» **PROBLEM TO SOLVE**:
Reproduce the records below line for line, omitting the pictures.

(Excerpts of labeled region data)
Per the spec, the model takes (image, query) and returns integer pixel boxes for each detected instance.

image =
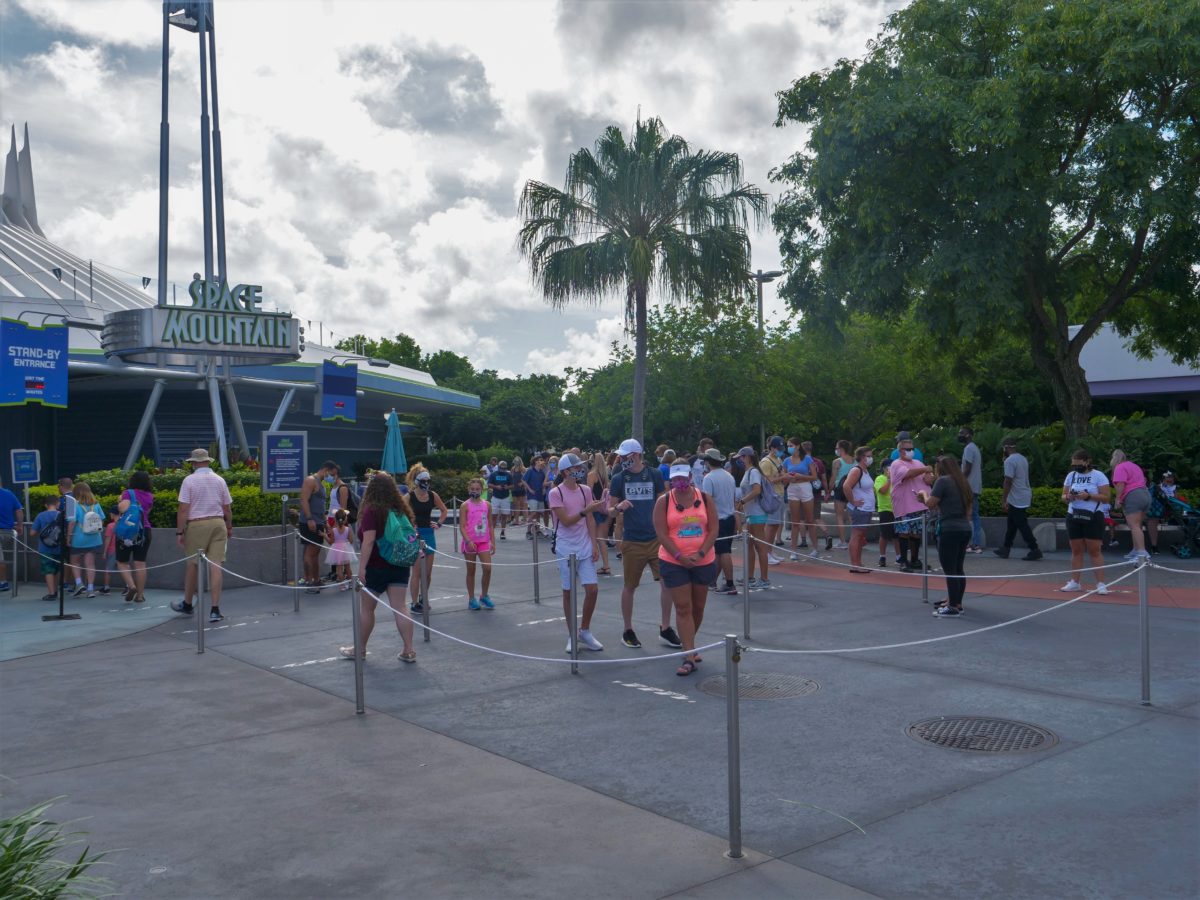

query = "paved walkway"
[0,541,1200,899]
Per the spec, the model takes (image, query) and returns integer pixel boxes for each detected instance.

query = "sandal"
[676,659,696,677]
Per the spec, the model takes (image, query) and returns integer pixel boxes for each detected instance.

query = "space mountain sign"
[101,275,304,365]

» **THE SOLUTION**:
Per the spec, the model takes (image, query) and returns integer pixel boxes for each detected instance.

image =

query = "paved walkway"
[0,541,1200,899]
Per the spec, the model takes (image, query) and returns integer pixel boxes for each detected instance.

query = "sandal"
[676,659,696,677]
Per the spec, the model takes (image, query) and returns integer pixel boxes for each detected instance.

query = "space mountain sign"
[101,275,304,365]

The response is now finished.